- Short task: Please arrange the listing's lines from the one holding "Thank you for the photo. Could you pin the white plaster" through the one holding "Target: white plaster wall", both included, as a JSON list of strings with one string per line and no blank lines.

- Supplied data:
☆ ☆ ☆ ☆ ☆ ☆ ☆

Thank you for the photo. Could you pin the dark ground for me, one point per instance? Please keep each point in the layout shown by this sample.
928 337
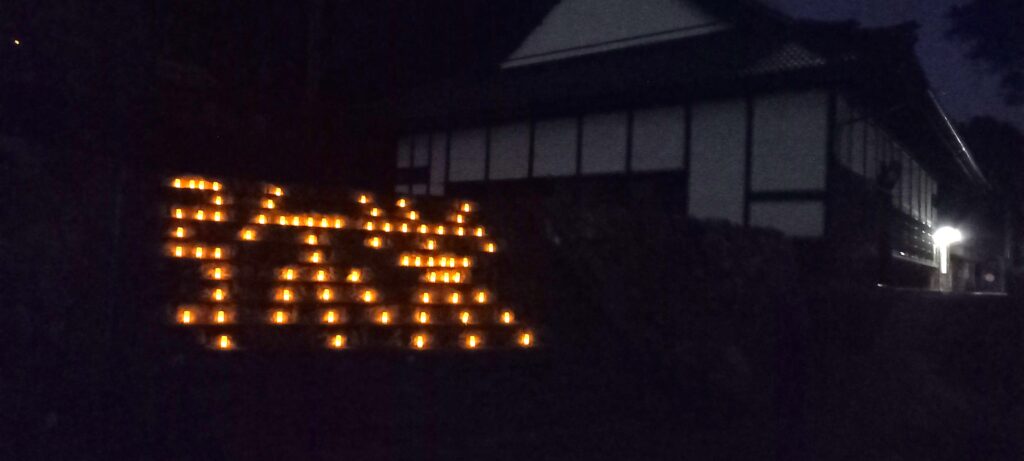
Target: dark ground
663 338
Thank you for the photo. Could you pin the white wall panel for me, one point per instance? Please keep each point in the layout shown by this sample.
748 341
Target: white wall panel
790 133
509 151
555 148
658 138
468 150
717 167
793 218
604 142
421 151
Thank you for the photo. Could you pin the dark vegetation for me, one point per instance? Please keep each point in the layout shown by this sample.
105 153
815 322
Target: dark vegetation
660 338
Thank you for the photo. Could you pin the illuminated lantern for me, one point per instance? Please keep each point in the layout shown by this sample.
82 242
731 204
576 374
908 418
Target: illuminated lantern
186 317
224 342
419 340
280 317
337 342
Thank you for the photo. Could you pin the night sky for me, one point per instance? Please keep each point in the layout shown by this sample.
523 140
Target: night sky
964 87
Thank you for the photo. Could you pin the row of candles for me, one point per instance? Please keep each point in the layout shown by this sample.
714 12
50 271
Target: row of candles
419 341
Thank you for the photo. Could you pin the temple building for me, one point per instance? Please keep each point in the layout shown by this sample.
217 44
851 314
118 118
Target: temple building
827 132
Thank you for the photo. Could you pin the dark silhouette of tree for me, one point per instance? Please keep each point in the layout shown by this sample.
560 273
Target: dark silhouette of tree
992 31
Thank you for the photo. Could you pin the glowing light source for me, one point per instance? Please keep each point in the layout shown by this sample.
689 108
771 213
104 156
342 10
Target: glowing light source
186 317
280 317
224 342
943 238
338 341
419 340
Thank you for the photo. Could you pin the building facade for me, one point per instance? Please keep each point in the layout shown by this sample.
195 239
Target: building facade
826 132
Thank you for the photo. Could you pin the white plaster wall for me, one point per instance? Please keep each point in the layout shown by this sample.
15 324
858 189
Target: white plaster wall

☆ ☆ ☆ ☆ ☆ ☆ ☆

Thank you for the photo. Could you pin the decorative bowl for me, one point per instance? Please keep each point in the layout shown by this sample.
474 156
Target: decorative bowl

☆ ☆ ☆ ☆ ☆ ☆ ☆

- Solution below:
[
  "Thank you for the photo. Could you pin the white plaster wall for me, one point per instance? Please keep each point in the layout shown by this sample.",
  "15 324",
  "858 189",
  "Target: white plaster wall"
]